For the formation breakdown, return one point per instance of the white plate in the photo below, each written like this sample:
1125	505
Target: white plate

* * *

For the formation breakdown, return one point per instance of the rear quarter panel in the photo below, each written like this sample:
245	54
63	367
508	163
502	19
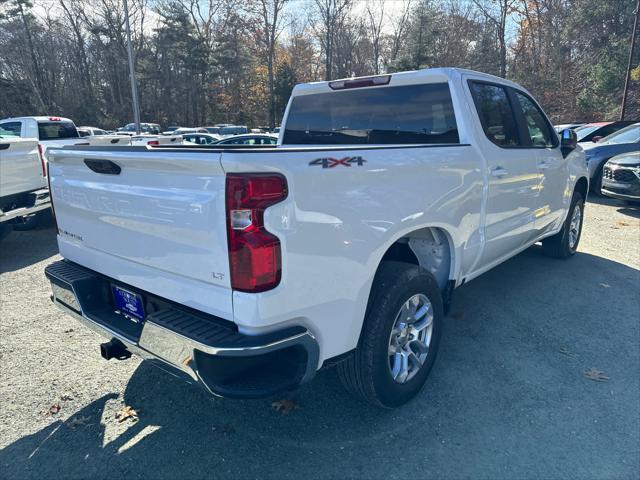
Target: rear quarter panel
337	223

...

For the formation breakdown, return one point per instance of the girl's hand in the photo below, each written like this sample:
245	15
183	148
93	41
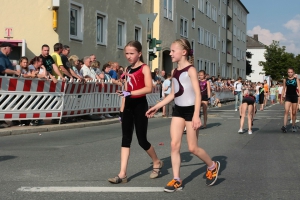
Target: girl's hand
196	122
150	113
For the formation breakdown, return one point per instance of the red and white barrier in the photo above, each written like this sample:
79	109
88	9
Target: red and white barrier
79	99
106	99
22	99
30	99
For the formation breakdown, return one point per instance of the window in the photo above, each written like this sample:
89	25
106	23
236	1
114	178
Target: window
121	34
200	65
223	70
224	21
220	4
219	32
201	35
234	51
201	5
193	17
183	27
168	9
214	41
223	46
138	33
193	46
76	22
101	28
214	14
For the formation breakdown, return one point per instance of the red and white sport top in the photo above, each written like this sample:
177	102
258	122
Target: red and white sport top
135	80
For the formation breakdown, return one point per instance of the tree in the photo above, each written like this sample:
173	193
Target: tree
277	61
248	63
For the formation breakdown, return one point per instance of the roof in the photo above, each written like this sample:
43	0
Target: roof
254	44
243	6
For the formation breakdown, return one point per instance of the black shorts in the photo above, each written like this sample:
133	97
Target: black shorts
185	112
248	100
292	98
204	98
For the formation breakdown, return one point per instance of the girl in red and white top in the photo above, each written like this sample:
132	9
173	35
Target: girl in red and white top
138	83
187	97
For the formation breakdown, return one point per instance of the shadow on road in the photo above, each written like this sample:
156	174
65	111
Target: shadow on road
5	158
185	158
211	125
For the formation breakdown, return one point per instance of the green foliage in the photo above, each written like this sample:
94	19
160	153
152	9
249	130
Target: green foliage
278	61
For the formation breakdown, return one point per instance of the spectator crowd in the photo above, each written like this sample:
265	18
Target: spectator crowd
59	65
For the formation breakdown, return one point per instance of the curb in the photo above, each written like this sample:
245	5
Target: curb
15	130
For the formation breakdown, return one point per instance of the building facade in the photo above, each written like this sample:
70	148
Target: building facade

Task instructions: Retype word for word everything in the listing above from the line that holds "of the white" down to the line that holds "Target: white plate". Keep both end lines and leave out the rest.

Finished task:
For the formation breakdown, return one point per instance of the white plate in the photo below, each written like this sample:
1125	505
Target: white plate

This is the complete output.